* TASK DESCRIPTION *
In the post about birth parents below, repeat word for word the passage starting at "Welcome back to" and ending at "in the Midwest.".

* SUPPLIED TEXT *

______

Adoption April Series: My Birthparents

Welcome back to Adoption April! This post is going to touch on all the facts that I know about my birth parents and how I feel about them, and if I want to meet them and why.

I know my birth mom’s name and my birth dad’s name. There isn’t much information on either of them that my parents collected from them but I am glad that I know their names. I also know their birthdays and I know that she was born in the Midwest.

People always ask me if I want to meet them both or my birth mom. I do! I would love to meet her, and I just haven’t actively pursued it, but I am getting more and more interested in it. I am considering looking more into a private investigator and see what my options are. I know that is expensive though, so that would also take some time. Finding people isn’t the easiest thing in the world. I would also completely understand if she or my birth father didn’t want to meet me though, but I feel that it would be important at this time to get a family medical history report since so many diseases are genetic. I would hope that they would understand that and would be able to give me the family medical report. With that alone I think I would be happy as well.

______

* RECORD EXCERPTS *
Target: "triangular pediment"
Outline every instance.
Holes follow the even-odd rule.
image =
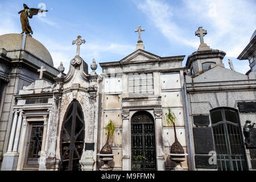
[[[142,49],[138,49],[120,60],[121,63],[159,59],[160,57]]]
[[[193,82],[246,80],[248,76],[236,71],[216,66],[193,78]]]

______

* SOLUTION *
Welcome back to Adoption April! This post is going to touch on all the facts that I know about my birth parents and how I feel about them, and if I want to meet them and why.

I know my birth mom’s name and my birth dad’s name. There isn’t much information on either of them that my parents collected from them but I am glad that I know their names. I also know their birthdays and I know that she was born in the Midwest.